Exercise
Write the data below out again, with each line matching the original.

[Extracted data entries]
====================

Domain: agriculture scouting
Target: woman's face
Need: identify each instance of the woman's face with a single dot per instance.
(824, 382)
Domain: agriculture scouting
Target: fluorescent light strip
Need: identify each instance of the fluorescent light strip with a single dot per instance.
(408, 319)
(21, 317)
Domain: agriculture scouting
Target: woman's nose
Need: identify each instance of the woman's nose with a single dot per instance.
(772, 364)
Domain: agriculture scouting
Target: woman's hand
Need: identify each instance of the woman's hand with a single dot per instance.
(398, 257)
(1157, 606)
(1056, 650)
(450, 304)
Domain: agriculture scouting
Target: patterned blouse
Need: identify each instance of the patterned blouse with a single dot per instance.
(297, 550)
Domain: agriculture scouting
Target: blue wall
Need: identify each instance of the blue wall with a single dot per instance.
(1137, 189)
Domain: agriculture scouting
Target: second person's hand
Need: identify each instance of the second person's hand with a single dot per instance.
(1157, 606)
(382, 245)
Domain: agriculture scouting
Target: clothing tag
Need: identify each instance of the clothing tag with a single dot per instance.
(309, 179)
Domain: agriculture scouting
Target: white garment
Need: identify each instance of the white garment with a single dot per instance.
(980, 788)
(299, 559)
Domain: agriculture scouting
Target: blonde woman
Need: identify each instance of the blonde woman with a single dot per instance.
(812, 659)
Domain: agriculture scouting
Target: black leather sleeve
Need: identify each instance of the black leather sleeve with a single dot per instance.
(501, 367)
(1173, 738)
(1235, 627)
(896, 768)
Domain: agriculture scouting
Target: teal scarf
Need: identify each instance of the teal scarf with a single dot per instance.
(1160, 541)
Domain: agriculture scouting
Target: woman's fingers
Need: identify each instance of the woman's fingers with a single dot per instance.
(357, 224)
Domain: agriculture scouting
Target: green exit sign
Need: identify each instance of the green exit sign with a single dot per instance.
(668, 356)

====================

Task answer
Domain: agriculture scouting
Target: woman's face
Need: identify each instance of the woman's face with a single dot per instance.
(824, 382)
Domain: agriculture scouting
Target: fluorescent light strip
Need: identify each instance of the fluorescent light strip with a single dot per instance.
(408, 319)
(21, 317)
Domain: agriculture scouting
Target: woman's nose
Need: identify each instance of the woman's nose with a single dot per instance.
(772, 364)
Domain: agriculture scouting
Target: woman's hand
Need: identify each instance of the woman's hand with a single dot per instance.
(398, 257)
(1157, 606)
(1056, 650)
(450, 304)
Domain: agriculture scouting
Target: patterned blouse
Need: identify each instance of the patterned blouse with a single dot per instance.
(297, 550)
Domain: agriculture scouting
Target: blue wall
Need: identify each instance of the blue wall with a single dot per instance.
(1137, 189)
Domain: agriculture scouting
Target: second person's hand
Need: identify each instance of the second person's hand with a single dot per instance.
(1157, 606)
(382, 245)
Domain: agriculture scouting
Target: clothing tag
Need: identify each instance of the clothing tag with a single dot per instance.
(309, 179)
Domain: agriculture scouting
Target: white garment
Need: identify each instance of the white garment with a single dot per instance.
(980, 788)
(299, 559)
Domain: agriculture scouting
Target: blonde woman
Need: identify each instance of the blonde woman with a single dot per instance.
(812, 659)
Domain: agriculture scouting
Target: black leather sleeve
Need: identify each instance of the black leather sleeve with a single dot per instance.
(501, 367)
(1173, 738)
(1235, 627)
(896, 768)
Domain: agriculture scouting
Target: teal scarf
Need: identify each instance of the teal scarf with a single dot per instance.
(1160, 541)
Domain: agriculture scouting
Target: woman's fingers
Need: identify each instance of the woman's fingers with a single dot per instance.
(357, 224)
Domain: agriculture scouting
Target: green exit sign
Need: identify each instance of the green exit sign with a single dot per instance.
(668, 356)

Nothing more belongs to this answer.